(Point placement records)
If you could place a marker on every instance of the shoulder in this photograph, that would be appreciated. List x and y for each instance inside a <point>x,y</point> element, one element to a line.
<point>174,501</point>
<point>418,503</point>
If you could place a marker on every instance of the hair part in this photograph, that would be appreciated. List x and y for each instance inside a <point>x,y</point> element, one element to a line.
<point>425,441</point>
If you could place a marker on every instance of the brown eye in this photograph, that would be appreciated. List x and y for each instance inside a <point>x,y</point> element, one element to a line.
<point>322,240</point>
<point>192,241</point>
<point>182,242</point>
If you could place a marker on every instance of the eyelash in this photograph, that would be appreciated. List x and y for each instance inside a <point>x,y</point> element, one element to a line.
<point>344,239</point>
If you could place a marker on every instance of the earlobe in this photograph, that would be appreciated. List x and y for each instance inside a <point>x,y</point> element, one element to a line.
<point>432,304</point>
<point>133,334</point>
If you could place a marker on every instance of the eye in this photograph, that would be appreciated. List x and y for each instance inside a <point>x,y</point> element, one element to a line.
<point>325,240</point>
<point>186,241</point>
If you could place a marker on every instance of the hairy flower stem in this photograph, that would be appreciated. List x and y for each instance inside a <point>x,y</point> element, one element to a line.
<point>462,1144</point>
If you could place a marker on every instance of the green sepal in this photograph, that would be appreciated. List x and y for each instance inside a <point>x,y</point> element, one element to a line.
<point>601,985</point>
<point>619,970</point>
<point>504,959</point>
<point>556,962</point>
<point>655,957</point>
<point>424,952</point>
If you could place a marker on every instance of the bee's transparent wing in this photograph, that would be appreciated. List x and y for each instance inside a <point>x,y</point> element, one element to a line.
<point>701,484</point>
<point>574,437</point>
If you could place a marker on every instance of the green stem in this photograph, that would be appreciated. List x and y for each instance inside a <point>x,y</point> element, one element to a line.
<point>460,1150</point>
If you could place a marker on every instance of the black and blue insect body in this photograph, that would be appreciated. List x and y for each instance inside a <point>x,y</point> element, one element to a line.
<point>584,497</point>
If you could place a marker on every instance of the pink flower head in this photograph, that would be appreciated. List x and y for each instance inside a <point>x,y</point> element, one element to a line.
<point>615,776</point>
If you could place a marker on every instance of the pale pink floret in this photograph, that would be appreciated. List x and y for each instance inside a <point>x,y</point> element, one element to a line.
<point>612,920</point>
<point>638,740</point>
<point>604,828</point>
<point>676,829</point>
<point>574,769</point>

- Given request -
Copy the part of the material that opens with the line containing "of the hairy" and closes with the line containing "<point>574,437</point>", both lines included, and add 38 to every coordinate in the answers. Keep all other lines unchanged.

- Output below -
If you could place a marker on every instance of the hairy flower stem in this photograph, that would be appreciated. List x and y for each instance inside a <point>x,y</point> element, one element to a line.
<point>500,1182</point>
If you could place a marker on every instance of the green sepal in this photograph, that would be appreciated. List x and y for each instance inside a <point>x,y</point> element, one element to a line.
<point>639,1023</point>
<point>657,1008</point>
<point>542,997</point>
<point>594,1000</point>
<point>693,995</point>
<point>462,990</point>
If you could place a marker on every instance of the bee's transparent wing in this photograph, that would be appreciated. List x and y for each instance inside a <point>x,y</point> element, one element to a line.
<point>739,522</point>
<point>612,475</point>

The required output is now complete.